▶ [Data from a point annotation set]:
----------
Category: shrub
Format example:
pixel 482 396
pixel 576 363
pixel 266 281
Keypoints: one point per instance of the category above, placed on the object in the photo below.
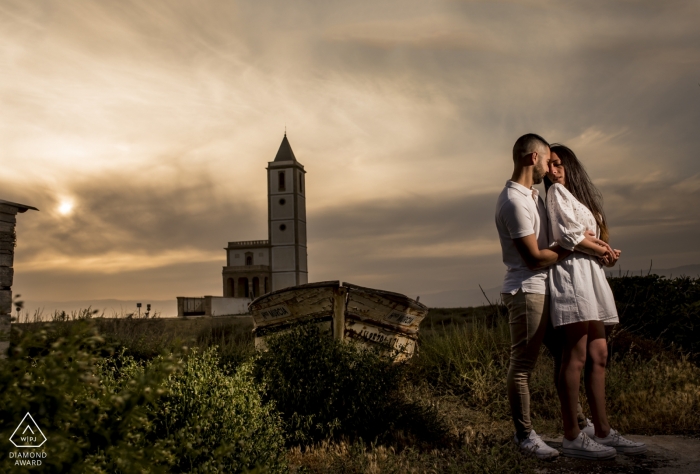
----------
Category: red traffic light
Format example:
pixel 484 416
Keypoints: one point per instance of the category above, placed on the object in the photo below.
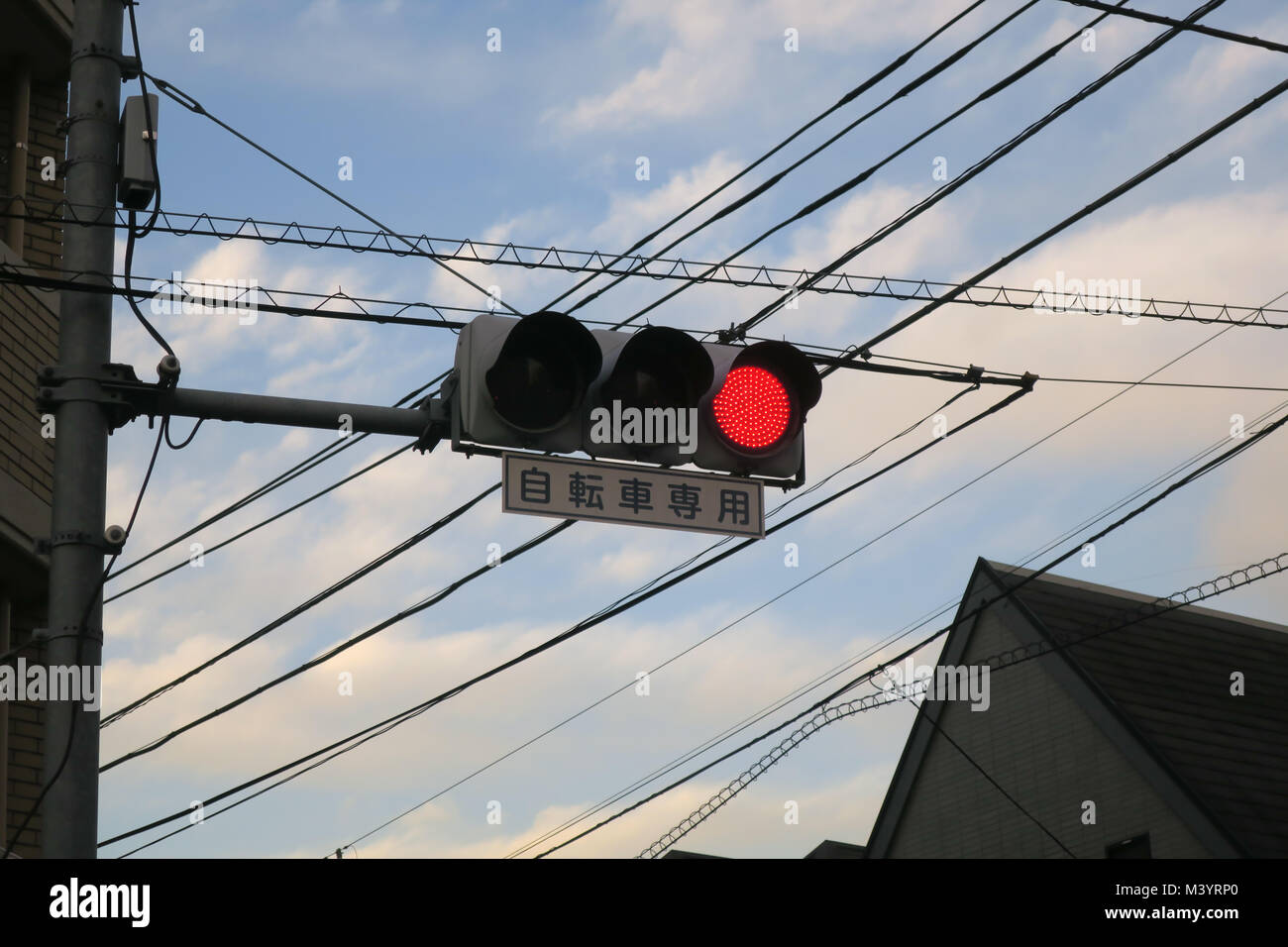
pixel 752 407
----------
Write out the part of the data above that opens with the line containing "Category: red traffic light" and closes with the line containing "pixel 752 407", including both of those lines. Omit the pictures from your answer.

▶ [Output]:
Category: red traffic light
Format example:
pixel 484 416
Keypoints: one point per instance of the category above, placed on the object in the photo below.
pixel 752 407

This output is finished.